── EXCERPTED RECORDS

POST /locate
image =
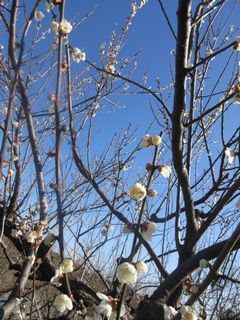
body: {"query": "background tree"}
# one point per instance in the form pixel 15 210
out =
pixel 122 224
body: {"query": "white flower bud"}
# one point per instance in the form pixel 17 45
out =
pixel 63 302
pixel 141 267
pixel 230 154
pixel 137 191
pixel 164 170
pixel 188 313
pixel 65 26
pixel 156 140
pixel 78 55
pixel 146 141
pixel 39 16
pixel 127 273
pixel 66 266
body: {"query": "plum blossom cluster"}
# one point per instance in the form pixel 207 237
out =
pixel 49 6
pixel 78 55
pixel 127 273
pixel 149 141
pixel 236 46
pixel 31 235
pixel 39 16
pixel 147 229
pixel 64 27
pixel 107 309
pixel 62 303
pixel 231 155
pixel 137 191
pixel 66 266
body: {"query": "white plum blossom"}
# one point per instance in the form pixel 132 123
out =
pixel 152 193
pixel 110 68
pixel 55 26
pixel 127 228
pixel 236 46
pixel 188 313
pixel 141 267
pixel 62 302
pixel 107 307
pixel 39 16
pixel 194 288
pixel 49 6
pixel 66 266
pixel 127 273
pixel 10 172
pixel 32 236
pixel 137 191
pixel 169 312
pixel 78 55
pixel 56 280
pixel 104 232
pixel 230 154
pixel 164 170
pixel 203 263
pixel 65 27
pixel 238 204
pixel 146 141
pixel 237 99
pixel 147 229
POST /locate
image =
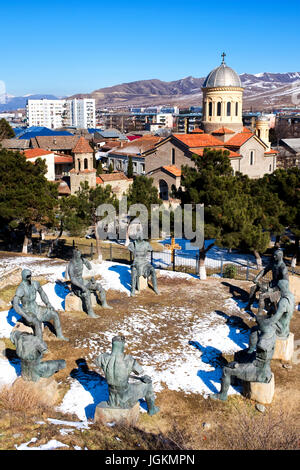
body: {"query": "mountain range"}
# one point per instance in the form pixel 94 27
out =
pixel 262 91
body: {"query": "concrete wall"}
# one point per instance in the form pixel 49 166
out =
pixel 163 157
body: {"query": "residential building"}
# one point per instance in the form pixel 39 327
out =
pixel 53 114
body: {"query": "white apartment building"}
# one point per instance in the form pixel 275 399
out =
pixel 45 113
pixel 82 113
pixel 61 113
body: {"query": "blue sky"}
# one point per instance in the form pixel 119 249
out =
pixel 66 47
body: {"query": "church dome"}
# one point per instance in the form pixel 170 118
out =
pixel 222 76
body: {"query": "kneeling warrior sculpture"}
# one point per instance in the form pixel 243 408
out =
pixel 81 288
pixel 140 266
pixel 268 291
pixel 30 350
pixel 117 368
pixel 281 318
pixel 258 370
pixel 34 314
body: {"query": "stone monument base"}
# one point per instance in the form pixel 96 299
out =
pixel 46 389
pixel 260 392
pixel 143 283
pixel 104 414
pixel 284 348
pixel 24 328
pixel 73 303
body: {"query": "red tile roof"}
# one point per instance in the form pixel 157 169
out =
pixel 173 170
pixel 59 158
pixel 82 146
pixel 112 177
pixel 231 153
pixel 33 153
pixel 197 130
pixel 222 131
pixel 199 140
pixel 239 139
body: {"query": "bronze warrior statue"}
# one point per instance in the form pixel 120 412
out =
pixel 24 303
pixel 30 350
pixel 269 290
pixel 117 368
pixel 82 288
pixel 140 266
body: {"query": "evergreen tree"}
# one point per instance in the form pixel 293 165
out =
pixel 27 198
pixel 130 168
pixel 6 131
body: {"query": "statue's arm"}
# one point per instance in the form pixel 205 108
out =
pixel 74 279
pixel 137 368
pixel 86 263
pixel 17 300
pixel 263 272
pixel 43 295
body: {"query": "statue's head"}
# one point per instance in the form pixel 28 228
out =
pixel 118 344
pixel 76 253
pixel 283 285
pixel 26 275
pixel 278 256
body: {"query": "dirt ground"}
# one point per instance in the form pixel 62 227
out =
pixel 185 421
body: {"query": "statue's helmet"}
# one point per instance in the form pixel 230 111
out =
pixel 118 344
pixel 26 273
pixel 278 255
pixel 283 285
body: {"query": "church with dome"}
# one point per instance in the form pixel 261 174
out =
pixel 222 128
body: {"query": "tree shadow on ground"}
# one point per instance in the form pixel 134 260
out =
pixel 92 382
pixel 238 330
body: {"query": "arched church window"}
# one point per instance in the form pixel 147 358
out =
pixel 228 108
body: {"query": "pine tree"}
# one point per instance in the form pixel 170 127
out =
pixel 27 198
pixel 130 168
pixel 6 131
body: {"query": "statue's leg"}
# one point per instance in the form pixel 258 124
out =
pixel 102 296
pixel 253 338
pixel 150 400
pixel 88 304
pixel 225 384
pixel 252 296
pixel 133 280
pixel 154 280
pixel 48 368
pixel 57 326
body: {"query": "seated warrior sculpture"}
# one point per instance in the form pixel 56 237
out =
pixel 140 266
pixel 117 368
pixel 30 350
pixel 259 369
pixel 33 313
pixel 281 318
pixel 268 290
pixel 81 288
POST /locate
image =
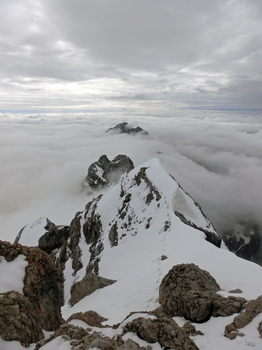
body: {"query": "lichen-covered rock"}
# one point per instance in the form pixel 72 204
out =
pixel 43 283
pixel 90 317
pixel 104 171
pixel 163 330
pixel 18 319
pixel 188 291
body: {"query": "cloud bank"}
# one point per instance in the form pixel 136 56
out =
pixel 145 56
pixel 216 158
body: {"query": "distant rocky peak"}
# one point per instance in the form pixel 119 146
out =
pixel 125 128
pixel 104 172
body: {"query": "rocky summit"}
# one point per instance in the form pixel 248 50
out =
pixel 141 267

────
── EXCERPTED RECORDS

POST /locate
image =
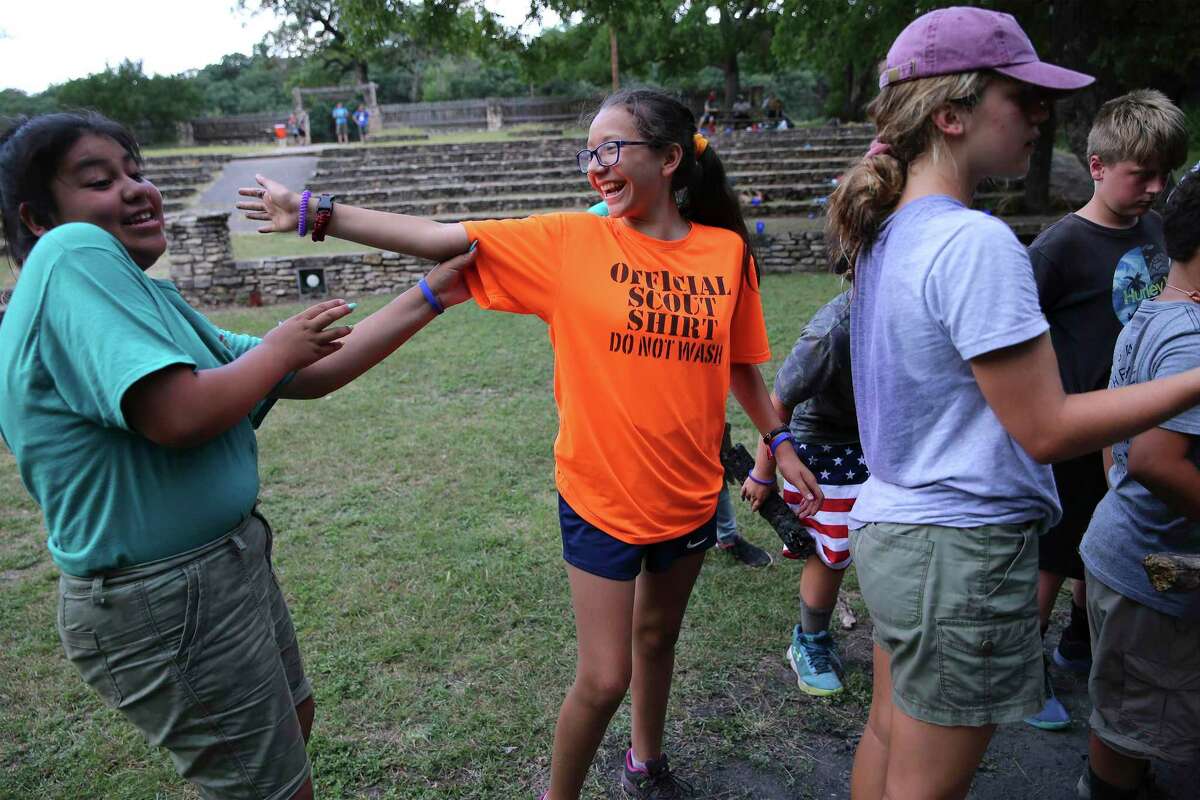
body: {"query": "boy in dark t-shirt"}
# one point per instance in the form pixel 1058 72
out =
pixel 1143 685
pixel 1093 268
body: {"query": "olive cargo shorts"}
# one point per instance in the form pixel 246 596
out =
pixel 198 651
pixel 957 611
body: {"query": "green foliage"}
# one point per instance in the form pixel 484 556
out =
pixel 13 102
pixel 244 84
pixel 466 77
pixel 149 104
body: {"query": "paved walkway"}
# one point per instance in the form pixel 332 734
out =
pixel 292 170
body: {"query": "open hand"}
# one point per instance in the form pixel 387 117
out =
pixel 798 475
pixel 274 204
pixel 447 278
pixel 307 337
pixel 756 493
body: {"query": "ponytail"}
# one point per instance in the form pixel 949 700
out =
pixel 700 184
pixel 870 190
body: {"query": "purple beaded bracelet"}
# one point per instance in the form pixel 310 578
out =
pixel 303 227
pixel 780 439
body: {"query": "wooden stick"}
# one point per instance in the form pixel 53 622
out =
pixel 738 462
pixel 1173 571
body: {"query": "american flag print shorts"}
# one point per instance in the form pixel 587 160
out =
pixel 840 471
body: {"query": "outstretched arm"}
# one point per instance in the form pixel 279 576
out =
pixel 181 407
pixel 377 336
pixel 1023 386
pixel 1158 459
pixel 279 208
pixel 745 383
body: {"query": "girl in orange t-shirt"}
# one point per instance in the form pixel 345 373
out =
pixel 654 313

────

_DIRECTIVE_
Pull out every line that contains the word "rocky" and copy each one as it appears.

_EXERCISE OUTPUT_
body: {"query": "distant rocky peak"}
body: {"query": "rocky summit"}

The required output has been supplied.